_Work item_: Resume the news report about the Capitol riot defendant and Wednesday's crash, picking up after its final sentence.

She was scheduled to plead guilty Monday to charges in that case. The two people she traveled to D.C. with included a man identified by authorities as her uncle, William D. “Bill” Merry, who pleaded guilty this week to theft of government property after he was seen in a photo alongside Hernandez holding the Pelosi sign while wearing a red “Trump 2020” cap. The pair was joined by Paul Scott Westover who pleaded guilty last month to demonstrating in the Capitol.

According to charging documents, after seeing someone smash a sign in Pelosi’s office, Merry told Hernandez to “get you a piece,” which she held in photos.

The woman who died in Wednesday’s crash leaves behind two sons, ages 10 and 15, the St Louis Post-Dispatch reported.

“She had a heart of gold,” Victoria’s mom Tonie Donaldson told the outlet, adding that her daughter was a home healthcare aide who worked with disabled people. “Not everyone can work with mentally challenged children, and she’s done it since she was 13.”

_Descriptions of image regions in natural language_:
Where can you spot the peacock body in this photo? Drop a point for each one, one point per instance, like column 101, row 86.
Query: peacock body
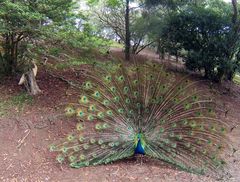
column 141, row 108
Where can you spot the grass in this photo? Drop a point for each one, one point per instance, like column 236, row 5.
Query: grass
column 18, row 102
column 73, row 63
column 236, row 79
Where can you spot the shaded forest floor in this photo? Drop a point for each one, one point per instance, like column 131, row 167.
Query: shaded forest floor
column 29, row 125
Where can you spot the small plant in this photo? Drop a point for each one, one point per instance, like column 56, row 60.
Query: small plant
column 55, row 51
column 236, row 79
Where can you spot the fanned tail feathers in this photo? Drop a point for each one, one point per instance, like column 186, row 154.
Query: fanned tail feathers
column 144, row 104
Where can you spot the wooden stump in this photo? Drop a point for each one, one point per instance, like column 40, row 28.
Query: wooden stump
column 29, row 81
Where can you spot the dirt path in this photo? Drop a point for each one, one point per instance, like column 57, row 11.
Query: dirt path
column 25, row 137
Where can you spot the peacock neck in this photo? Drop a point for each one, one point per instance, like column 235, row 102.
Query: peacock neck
column 139, row 148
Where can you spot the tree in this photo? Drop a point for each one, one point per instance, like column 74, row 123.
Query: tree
column 21, row 23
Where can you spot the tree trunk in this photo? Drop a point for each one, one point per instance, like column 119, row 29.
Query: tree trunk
column 29, row 81
column 127, row 29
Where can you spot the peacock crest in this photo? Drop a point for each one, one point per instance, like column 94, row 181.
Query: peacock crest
column 141, row 108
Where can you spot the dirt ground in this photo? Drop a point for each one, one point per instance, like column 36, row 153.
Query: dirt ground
column 26, row 135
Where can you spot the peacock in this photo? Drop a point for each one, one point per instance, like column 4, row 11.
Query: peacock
column 142, row 108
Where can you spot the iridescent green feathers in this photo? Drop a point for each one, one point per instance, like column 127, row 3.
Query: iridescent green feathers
column 176, row 122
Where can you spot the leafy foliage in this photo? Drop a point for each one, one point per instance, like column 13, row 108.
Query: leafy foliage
column 204, row 32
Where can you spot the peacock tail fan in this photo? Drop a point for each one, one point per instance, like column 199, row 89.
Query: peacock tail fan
column 124, row 109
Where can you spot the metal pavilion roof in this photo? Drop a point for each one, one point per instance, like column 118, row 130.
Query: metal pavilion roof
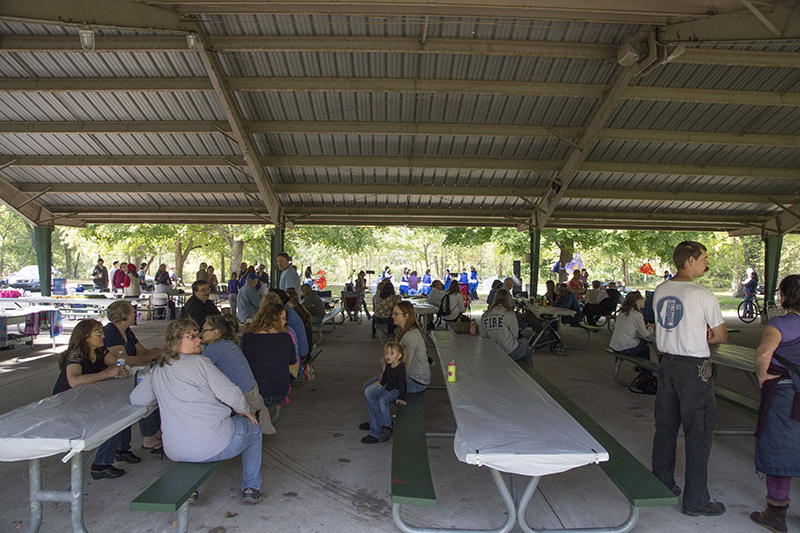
column 421, row 113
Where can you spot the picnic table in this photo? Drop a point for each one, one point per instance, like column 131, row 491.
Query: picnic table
column 498, row 434
column 68, row 422
column 28, row 321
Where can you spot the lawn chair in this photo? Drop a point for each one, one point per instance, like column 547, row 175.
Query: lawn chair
column 351, row 302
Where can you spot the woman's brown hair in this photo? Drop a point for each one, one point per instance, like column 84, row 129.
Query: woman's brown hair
column 78, row 339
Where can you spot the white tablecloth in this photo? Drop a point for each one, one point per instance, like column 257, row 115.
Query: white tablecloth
column 504, row 419
column 81, row 418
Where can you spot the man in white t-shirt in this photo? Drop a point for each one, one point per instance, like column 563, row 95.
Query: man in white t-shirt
column 688, row 319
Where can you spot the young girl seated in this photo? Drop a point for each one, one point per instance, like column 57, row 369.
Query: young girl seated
column 392, row 389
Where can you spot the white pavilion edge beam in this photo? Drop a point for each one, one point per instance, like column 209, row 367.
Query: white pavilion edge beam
column 106, row 14
column 391, row 45
column 179, row 189
column 401, row 85
column 257, row 172
column 397, row 128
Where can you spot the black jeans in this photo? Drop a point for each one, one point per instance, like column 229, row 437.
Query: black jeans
column 684, row 398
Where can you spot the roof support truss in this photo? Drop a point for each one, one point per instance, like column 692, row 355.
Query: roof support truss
column 250, row 153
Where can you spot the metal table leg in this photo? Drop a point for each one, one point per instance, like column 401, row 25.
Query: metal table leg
column 73, row 496
column 528, row 495
column 511, row 517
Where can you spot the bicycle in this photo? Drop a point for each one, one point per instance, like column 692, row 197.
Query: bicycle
column 748, row 311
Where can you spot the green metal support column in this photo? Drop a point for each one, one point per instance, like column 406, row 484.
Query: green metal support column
column 772, row 259
column 277, row 247
column 536, row 238
column 42, row 241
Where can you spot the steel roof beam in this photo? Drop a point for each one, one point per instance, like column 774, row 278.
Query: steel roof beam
column 103, row 14
column 546, row 205
column 401, row 85
column 457, row 164
column 405, row 190
column 250, row 154
column 400, row 128
column 737, row 26
column 393, row 45
column 643, row 12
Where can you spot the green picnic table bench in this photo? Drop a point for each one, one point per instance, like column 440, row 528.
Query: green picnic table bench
column 636, row 482
column 170, row 492
column 733, row 398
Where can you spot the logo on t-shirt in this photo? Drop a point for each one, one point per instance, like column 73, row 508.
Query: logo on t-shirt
column 669, row 312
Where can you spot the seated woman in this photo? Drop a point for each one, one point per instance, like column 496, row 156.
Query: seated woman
column 436, row 293
column 630, row 335
column 88, row 361
column 567, row 300
column 387, row 299
column 122, row 343
column 269, row 351
column 452, row 304
column 496, row 286
column 313, row 304
column 196, row 401
column 500, row 324
column 221, row 347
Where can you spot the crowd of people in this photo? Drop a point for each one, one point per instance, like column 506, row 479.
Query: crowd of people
column 219, row 406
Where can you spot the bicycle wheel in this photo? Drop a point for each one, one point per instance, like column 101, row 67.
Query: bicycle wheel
column 742, row 311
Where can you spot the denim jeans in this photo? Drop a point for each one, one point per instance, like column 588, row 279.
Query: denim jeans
column 105, row 452
column 149, row 425
column 684, row 398
column 246, row 440
column 378, row 400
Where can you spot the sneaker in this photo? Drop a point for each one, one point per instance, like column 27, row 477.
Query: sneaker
column 126, row 457
column 386, row 431
column 711, row 509
column 106, row 472
column 251, row 496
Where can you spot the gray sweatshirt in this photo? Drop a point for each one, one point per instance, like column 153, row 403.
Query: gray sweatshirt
column 417, row 367
column 500, row 325
column 195, row 399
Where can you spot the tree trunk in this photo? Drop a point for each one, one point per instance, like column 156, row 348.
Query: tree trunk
column 567, row 249
column 67, row 260
column 625, row 280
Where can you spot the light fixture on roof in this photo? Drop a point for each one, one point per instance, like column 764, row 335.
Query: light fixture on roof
column 87, row 38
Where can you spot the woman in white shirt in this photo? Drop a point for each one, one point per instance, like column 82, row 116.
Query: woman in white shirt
column 630, row 333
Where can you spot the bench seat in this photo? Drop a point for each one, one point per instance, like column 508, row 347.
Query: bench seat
column 632, row 478
column 170, row 492
column 733, row 398
column 411, row 472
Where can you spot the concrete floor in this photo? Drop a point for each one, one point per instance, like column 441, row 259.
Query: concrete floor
column 319, row 477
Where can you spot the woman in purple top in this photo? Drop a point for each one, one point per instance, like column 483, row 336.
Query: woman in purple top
column 778, row 429
column 413, row 283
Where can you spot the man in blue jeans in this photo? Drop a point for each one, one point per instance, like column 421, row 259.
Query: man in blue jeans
column 688, row 319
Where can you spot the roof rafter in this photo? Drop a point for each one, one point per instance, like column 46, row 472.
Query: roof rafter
column 402, row 85
column 399, row 128
column 459, row 164
column 250, row 154
column 413, row 190
column 324, row 44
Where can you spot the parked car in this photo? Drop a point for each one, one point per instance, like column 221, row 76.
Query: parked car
column 28, row 278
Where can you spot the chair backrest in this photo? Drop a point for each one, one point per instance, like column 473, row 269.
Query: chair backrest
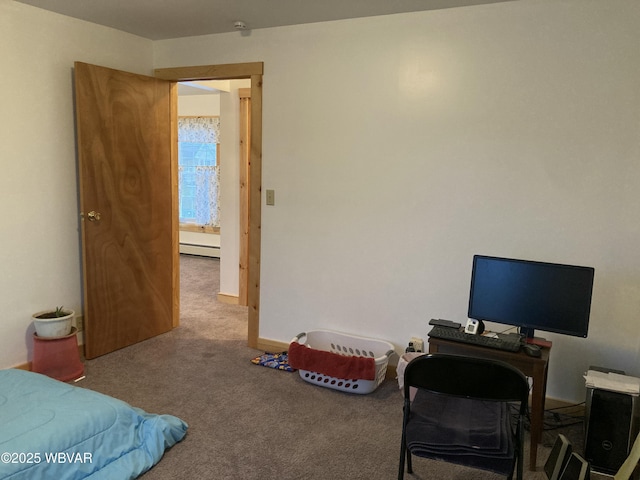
column 470, row 377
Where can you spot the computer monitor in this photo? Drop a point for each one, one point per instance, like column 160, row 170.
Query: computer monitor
column 531, row 295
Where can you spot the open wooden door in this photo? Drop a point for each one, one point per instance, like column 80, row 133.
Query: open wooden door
column 128, row 199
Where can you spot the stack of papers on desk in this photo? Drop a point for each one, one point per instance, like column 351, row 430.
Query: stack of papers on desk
column 613, row 382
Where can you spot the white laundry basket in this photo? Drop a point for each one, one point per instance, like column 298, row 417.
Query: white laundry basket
column 344, row 344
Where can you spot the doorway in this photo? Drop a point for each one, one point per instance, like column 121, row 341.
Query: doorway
column 254, row 72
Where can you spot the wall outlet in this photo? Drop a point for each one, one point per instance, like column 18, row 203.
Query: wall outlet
column 271, row 197
column 79, row 323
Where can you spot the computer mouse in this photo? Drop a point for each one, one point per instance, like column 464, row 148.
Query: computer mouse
column 531, row 350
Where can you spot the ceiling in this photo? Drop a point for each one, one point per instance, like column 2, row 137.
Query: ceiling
column 163, row 19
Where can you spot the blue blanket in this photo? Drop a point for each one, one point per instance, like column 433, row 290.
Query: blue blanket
column 49, row 429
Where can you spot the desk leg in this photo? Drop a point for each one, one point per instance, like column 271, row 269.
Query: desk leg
column 537, row 413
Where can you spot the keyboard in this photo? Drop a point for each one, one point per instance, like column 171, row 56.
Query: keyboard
column 509, row 343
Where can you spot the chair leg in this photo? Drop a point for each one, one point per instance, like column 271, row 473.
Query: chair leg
column 401, row 467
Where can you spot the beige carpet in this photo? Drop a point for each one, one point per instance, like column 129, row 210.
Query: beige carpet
column 253, row 423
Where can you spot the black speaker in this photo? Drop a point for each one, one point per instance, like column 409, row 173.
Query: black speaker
column 558, row 458
column 611, row 427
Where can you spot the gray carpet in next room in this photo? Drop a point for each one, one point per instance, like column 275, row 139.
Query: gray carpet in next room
column 253, row 423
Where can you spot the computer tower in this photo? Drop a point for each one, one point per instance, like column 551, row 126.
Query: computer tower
column 610, row 429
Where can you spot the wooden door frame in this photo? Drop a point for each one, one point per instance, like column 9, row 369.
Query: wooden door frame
column 253, row 71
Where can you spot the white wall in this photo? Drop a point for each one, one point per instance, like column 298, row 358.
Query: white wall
column 399, row 146
column 39, row 244
column 230, row 188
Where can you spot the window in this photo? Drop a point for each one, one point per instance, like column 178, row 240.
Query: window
column 198, row 171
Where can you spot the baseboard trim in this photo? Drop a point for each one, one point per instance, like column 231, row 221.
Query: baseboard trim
column 228, row 299
column 201, row 250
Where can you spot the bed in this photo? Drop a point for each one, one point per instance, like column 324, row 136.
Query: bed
column 50, row 429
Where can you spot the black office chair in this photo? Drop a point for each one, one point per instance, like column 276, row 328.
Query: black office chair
column 458, row 409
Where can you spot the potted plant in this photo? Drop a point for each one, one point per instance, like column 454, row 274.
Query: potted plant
column 53, row 323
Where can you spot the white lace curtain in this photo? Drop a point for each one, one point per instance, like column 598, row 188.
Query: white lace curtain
column 198, row 170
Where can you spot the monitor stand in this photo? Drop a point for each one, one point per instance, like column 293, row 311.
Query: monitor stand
column 529, row 337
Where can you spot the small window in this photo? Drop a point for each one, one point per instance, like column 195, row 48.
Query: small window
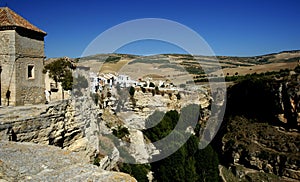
column 30, row 73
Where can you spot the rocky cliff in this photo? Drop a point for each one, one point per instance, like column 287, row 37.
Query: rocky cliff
column 37, row 162
column 259, row 138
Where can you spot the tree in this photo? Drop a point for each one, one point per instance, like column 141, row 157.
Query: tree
column 61, row 71
column 131, row 91
column 151, row 84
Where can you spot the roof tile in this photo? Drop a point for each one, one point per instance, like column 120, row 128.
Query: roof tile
column 8, row 18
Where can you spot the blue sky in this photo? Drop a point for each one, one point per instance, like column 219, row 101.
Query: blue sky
column 230, row 27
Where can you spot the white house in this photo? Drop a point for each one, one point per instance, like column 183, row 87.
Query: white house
column 125, row 81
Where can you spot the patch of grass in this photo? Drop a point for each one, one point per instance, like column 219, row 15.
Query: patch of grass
column 150, row 61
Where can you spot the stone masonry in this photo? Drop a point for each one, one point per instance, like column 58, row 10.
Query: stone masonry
column 21, row 60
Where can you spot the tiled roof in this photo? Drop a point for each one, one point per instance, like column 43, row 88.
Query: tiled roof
column 8, row 18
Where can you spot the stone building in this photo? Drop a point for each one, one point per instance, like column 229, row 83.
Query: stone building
column 21, row 60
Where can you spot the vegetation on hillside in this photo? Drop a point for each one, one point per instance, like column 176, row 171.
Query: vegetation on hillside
column 61, row 71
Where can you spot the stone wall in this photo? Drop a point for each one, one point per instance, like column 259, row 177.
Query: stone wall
column 7, row 58
column 29, row 90
column 16, row 53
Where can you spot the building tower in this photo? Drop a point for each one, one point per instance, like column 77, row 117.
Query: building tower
column 21, row 60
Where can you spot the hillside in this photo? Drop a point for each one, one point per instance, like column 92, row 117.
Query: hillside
column 137, row 66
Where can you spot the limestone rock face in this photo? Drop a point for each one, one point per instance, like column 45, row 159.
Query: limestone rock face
column 32, row 162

_Response area_:
During a hearing after Hernandez turned herself in to the FBI last year, prosecutors had not recommended that she be jailed until trial. At the time, she was ordered released on bond but was prohibited from contact with law enforcement as a condition of her release.

Mourning her daughter’s death, Donaldson questioned why Hernandez wasn’t in custody.

“Why is she still out?” Donaldson told the outlet. “With what she did to the government, why is she still walking the street? To me, she’s a piece of [expletive]. At 7 o’clock, you’re drunk and she got on the highway drunk?”